## WHAT TO PRODUCE
Looking at the records below, please work out how many lines contain the word "target" and give the number alone.

[Saved data entries]
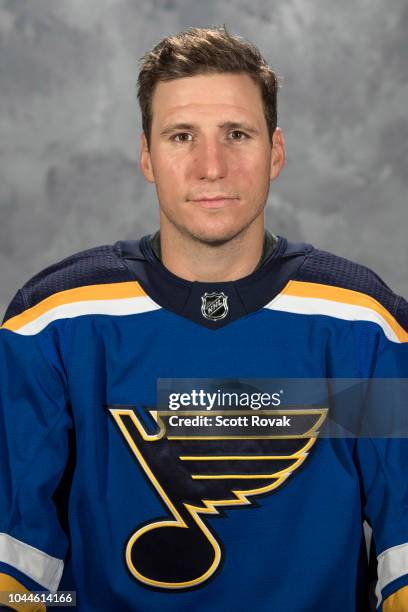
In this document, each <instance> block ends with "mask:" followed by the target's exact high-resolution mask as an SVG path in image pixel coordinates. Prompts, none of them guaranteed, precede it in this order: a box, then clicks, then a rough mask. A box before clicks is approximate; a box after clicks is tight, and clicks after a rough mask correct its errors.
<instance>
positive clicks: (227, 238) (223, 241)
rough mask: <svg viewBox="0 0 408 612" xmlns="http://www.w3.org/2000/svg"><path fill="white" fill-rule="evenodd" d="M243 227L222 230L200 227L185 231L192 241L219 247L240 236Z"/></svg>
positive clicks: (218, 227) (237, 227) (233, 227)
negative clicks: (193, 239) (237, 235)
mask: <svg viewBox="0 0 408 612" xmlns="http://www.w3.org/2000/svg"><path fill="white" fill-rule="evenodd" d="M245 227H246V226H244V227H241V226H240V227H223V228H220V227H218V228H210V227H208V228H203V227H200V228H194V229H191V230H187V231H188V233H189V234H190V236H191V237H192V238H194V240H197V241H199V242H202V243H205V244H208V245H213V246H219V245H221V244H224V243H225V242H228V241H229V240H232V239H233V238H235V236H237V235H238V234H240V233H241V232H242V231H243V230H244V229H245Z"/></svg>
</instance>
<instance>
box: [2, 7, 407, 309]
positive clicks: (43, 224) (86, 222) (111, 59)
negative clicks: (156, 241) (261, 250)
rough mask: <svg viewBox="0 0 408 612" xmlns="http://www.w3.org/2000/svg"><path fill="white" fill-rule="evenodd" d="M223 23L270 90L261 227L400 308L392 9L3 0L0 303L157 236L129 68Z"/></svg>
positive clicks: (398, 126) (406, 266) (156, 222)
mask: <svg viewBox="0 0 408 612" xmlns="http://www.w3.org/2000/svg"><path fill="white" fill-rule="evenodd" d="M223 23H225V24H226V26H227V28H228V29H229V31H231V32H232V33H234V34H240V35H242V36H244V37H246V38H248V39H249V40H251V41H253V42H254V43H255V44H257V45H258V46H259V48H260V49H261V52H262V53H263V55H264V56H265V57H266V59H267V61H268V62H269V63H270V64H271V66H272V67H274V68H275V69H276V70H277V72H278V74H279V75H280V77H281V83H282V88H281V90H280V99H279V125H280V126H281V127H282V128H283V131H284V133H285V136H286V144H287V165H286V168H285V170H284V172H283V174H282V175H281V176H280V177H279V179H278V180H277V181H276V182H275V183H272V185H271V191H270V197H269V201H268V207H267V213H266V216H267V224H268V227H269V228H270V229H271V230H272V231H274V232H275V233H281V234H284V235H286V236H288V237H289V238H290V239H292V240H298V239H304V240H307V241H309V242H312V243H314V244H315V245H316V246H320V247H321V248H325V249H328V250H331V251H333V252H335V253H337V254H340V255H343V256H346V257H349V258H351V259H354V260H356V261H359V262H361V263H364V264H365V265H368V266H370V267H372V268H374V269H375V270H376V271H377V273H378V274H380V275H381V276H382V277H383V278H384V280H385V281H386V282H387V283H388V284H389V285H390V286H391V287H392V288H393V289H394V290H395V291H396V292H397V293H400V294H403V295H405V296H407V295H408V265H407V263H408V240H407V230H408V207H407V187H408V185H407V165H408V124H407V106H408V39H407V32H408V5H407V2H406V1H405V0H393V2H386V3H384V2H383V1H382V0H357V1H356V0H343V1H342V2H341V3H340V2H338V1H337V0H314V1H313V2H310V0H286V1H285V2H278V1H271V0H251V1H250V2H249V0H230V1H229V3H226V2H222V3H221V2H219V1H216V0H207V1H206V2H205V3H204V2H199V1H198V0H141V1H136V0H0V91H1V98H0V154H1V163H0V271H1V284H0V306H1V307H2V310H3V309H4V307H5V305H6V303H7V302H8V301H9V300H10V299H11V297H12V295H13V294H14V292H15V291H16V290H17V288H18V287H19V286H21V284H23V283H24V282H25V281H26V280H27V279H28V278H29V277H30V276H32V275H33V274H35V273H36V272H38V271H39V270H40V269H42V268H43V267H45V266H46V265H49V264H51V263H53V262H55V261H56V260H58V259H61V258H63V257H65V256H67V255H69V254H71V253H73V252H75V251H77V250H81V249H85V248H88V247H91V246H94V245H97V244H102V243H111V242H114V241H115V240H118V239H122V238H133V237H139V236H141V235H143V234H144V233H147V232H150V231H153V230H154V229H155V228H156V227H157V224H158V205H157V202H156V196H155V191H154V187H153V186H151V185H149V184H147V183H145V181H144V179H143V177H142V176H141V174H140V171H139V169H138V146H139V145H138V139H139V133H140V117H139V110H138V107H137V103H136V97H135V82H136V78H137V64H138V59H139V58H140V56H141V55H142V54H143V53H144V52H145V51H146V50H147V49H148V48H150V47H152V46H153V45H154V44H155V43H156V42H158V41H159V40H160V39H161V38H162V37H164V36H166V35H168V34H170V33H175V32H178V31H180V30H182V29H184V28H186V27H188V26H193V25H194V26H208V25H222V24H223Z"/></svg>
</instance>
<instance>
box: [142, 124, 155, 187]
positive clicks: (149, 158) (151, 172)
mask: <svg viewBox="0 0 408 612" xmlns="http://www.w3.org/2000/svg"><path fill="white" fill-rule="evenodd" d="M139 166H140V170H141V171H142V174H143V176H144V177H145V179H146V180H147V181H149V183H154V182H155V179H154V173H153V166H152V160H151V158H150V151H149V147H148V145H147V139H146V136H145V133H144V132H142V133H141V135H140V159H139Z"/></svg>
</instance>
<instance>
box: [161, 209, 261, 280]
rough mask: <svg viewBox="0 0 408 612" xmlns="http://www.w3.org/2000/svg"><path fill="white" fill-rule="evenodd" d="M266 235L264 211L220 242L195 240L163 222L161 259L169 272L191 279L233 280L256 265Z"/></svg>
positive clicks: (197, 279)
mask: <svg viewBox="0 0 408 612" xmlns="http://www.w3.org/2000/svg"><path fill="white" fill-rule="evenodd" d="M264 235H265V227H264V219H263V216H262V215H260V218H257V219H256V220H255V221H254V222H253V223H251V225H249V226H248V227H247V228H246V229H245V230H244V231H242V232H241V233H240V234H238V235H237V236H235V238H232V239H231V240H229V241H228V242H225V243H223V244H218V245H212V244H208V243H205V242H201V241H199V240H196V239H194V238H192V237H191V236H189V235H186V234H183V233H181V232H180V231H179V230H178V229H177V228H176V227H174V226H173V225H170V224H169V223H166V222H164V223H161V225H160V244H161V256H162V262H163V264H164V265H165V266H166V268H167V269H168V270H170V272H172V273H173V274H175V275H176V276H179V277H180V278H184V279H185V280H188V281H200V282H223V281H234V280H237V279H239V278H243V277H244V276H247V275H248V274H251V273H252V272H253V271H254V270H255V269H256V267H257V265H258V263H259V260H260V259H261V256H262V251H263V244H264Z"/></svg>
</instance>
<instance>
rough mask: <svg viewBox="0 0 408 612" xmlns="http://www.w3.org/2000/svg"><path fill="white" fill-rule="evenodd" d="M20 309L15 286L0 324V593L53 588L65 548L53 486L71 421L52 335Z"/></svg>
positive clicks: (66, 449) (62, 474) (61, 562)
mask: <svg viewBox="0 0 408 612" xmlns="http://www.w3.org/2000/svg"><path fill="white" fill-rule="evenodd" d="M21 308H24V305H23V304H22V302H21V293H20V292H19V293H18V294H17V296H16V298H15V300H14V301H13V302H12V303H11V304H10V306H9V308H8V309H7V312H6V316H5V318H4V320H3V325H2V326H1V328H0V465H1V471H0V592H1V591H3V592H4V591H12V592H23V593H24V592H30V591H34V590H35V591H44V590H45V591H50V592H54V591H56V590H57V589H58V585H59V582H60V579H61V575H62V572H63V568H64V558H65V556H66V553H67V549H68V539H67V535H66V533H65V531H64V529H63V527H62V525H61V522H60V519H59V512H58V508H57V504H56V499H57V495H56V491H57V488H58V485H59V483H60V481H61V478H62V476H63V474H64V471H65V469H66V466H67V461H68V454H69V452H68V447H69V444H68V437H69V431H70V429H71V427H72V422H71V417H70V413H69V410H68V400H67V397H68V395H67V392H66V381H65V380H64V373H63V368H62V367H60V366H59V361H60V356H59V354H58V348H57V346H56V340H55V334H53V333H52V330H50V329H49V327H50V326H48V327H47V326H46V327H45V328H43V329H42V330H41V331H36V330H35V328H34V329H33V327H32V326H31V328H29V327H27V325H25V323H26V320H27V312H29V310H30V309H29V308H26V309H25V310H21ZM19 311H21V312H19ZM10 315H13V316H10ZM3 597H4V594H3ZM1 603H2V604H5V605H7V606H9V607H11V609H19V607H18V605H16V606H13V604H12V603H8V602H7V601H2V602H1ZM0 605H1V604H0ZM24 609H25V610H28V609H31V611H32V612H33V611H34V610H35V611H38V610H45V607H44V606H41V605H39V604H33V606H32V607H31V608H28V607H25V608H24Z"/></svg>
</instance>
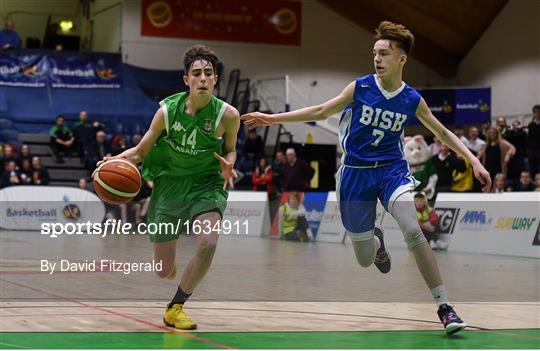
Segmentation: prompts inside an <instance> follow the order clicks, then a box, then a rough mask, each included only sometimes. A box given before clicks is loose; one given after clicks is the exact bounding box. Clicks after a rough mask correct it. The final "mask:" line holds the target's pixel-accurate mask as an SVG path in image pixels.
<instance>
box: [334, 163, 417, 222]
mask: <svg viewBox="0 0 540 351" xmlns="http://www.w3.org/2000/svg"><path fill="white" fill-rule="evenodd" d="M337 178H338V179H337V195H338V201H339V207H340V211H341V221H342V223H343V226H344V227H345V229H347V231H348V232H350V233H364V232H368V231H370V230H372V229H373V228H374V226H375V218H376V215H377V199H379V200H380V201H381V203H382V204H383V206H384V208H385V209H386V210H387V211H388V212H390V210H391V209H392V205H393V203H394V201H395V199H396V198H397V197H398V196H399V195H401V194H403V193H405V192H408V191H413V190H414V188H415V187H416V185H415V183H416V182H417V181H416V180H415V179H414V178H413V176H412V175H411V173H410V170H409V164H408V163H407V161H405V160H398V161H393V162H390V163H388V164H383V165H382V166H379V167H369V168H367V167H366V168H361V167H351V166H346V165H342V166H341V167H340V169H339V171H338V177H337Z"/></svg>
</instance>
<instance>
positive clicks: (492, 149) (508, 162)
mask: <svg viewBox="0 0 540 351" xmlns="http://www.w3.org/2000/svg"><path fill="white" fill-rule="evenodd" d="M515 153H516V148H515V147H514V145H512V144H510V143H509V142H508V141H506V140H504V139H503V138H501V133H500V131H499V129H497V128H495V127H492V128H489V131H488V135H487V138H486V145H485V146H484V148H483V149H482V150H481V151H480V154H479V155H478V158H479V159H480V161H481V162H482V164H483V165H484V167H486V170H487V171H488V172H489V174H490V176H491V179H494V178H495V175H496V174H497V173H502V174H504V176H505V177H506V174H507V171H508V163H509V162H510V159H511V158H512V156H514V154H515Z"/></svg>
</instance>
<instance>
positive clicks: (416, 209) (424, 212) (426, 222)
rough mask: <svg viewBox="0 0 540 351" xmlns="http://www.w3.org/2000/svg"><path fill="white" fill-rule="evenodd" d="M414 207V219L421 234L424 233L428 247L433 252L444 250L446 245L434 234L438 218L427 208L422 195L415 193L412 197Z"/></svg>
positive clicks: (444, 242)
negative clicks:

## RESULT OF THIS TASK
2